((

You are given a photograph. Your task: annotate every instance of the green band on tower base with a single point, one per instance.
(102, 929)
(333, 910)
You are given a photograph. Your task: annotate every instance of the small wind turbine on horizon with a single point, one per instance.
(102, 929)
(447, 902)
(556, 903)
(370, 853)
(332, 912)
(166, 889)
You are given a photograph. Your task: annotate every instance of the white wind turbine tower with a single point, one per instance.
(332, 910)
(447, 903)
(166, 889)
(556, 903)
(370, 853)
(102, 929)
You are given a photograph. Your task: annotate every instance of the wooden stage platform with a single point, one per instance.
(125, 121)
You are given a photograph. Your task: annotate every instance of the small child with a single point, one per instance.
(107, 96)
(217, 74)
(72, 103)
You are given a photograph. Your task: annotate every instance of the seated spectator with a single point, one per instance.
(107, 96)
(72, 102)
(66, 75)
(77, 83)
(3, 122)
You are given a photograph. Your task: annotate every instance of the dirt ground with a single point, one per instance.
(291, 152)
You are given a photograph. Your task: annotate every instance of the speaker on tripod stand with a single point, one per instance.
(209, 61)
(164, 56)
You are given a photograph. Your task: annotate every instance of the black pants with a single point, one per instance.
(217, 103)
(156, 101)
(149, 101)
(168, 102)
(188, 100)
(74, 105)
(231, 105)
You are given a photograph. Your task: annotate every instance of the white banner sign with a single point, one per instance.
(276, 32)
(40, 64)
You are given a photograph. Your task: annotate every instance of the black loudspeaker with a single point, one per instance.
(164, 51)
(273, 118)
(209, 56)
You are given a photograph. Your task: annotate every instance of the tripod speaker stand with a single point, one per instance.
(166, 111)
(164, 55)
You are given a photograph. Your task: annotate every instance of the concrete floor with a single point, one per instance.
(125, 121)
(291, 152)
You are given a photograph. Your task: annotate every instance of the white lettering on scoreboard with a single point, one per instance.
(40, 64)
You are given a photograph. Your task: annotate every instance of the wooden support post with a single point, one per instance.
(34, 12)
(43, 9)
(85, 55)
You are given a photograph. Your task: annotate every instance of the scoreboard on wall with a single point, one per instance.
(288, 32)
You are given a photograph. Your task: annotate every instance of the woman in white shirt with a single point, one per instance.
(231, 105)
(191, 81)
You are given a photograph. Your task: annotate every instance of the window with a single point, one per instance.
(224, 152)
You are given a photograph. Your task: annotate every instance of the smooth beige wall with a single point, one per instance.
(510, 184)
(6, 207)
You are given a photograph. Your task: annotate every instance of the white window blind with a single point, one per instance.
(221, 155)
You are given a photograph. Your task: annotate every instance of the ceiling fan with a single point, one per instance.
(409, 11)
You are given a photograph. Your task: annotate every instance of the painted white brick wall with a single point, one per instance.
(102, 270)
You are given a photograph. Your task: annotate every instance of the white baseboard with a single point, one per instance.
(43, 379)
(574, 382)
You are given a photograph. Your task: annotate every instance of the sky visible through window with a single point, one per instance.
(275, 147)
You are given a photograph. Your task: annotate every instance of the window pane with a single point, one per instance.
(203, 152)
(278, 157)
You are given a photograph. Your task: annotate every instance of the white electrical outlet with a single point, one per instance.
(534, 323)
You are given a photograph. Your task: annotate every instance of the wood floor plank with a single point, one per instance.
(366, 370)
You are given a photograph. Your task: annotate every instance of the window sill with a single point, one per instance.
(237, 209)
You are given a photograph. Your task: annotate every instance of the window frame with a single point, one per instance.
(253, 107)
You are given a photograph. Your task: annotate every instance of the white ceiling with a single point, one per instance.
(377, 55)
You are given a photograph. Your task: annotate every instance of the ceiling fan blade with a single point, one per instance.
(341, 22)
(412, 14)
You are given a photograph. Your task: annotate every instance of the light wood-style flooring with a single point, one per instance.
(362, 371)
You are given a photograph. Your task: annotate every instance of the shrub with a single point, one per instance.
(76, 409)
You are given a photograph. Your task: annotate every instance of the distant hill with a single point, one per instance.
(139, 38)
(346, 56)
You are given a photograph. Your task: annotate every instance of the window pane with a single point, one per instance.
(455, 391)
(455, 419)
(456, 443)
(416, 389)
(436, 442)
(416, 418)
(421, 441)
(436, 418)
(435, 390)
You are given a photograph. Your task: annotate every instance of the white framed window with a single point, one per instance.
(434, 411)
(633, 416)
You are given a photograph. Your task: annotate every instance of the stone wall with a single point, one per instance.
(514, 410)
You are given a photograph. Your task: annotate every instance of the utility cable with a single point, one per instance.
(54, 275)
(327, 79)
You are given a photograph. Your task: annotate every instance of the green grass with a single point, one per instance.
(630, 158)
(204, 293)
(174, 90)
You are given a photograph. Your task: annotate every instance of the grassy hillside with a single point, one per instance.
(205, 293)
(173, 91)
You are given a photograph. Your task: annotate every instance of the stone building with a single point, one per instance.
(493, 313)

))

(WHAT TO DO):
Each of the entries above needs to be given again exactly.

(FINISHED TASK):
You are given a photograph. Your task: annotate every instance of the green band on tower base with a single point, one per instance.
(102, 929)
(333, 910)
You are given a photograph. Your task: annotate every instance of the small wind turbine on horizon with a single point, one per instance.
(102, 929)
(447, 902)
(556, 903)
(370, 853)
(332, 912)
(166, 889)
You are given a photograph. Your task: annotate every instance of the white wind turbine tower with a single point, one per instance.
(332, 910)
(447, 903)
(166, 889)
(556, 903)
(370, 853)
(102, 929)
You are given a photograph. Your task: annotate every instance of the wooden stage platform with a single point, one per instance.
(125, 121)
You are given a photograph. Your task: annotate every instance of the small child with a single point, one per instance.
(107, 96)
(217, 74)
(72, 103)
You are given a photograph. Your task: annotate every instance of the seated spectator with a single point, one per instance.
(107, 96)
(72, 102)
(66, 75)
(77, 83)
(3, 122)
You are given a photograph. Your task: annotate every instance of the dirt ground with a single point, one per instance.
(291, 152)
You are given a photograph. Your task: annotate every instance of the speaker on tripod stand with a single point, one per instance.
(209, 61)
(164, 56)
You are given a photograph. Your task: annotate every instance of the black pants with a single point, one per instance.
(217, 103)
(156, 101)
(149, 101)
(168, 102)
(188, 100)
(74, 105)
(231, 105)
You are given a photograph. Your task: annotate every instance of the white banner sign with a single point, one per instance.
(276, 32)
(40, 64)
You are given a photograph. Your task: annotate every instance of the black loudspeaker with a single point, one per instance.
(164, 51)
(273, 118)
(209, 56)
You are given a photograph. Your task: annotate every instance of the tripod speaker stand with a single point, one per instance.
(166, 111)
(164, 55)
You are given a photograph. Your task: annotate every instance of the concrete floor with a single point, one per instance.
(125, 121)
(291, 152)
You are given a photograph. Your task: annotate every instance of the white lettering on scoreboard with a single point, one per instance.
(40, 64)
You are given a photograph. Your task: annotate every instance of the wooden support post with a single point, one per instance.
(34, 12)
(43, 9)
(85, 55)
You are given a photograph. Your task: annotate every instance of the scoreboard on wall with a single point, one per instance.
(288, 32)
You are given a photograph. Your task: annotate every instance of the woman in white shirt with a single point, one per instance.
(231, 105)
(191, 81)
You are given a photograph. Your task: annotate every instance of the window with a single point, one per instance.
(224, 152)
You are given a photograph. Your task: annotate every instance of the smooth beige wall with a single point, one per instance.
(510, 184)
(6, 207)
You are given a photograph. Your task: annotate every instance of the white window blind with a single point, one per instance.
(221, 155)
You are given a photograph. Your task: annotate every instance of the ceiling fan with a single point, one per instance.
(409, 11)
You are given a photograph. Your task: annotate every instance of the painted white brick wall with a single point, one per instance.
(102, 270)
You are given a photograph. Your task: annotate every instance of the white baseboard with a single point, one per instance.
(43, 379)
(574, 382)
You are given a photograph. Your task: annotate every instance of the sky visible through window with a single point, one per instance.
(275, 147)
You are given a photograph. Your task: annotate every instance of the window pane with a single point, one per instance.
(203, 152)
(278, 157)
You are given a photograph. Your task: annotate every instance of the white electrical outlet with a single point, one per instance.
(534, 323)
You are given a photograph. Your task: annotate every instance of the wood floor plank with a single point, one per instance.
(366, 370)
You are given a photograph. Your task: annotate every instance of the window sill with a single point, one per instance.
(237, 209)
You are given a photograph. Your task: annotate every instance of the window frame with a single point, one per instance.
(253, 107)
You are given a photograph. Your task: annotate every instance of the white ceiling with a single point, one per instance.
(377, 55)
You are given a photograph. Your task: annotate every instance of the ceiling fan blade with a single point, one per instance.
(341, 22)
(412, 14)
You are given a photograph. Your task: annotate every instance of the light wood-style flooring with a single point, one per instance.
(362, 371)
You are given a photograph. Your task: annotate every instance of the shrub with a single point, one per instance.
(76, 409)
You are given a photograph. Your task: annotate every instance of the distant hill with a single point, one per instance.
(139, 38)
(346, 56)
You are given a photograph. Your task: annotate every instance of the window pane with a single point, one per instance.
(455, 391)
(455, 419)
(456, 443)
(416, 389)
(436, 442)
(416, 418)
(421, 441)
(436, 418)
(435, 390)
You are given a photograph. Your task: annotate every instance of the white framed window with a single point, one per instance.
(434, 411)
(633, 416)
You are given a photograph. Your task: annotate every instance of the stone wall with a single point, one per instance.
(514, 410)
You are given a photograph. Your task: annotate every instance of the utility cable with a single point, one per instance.
(54, 275)
(327, 79)
You are given a photograph. Your task: annotate every instance of the green grass with a single point, one per instance.
(630, 158)
(204, 293)
(174, 90)
You are given a photograph. Your task: annotate every instance of the grassy hillside with a single point, one per instance.
(205, 293)
(173, 91)
You are given a photograph. Your task: annotate every instance of the stone building with a single point, one per instance.
(493, 313)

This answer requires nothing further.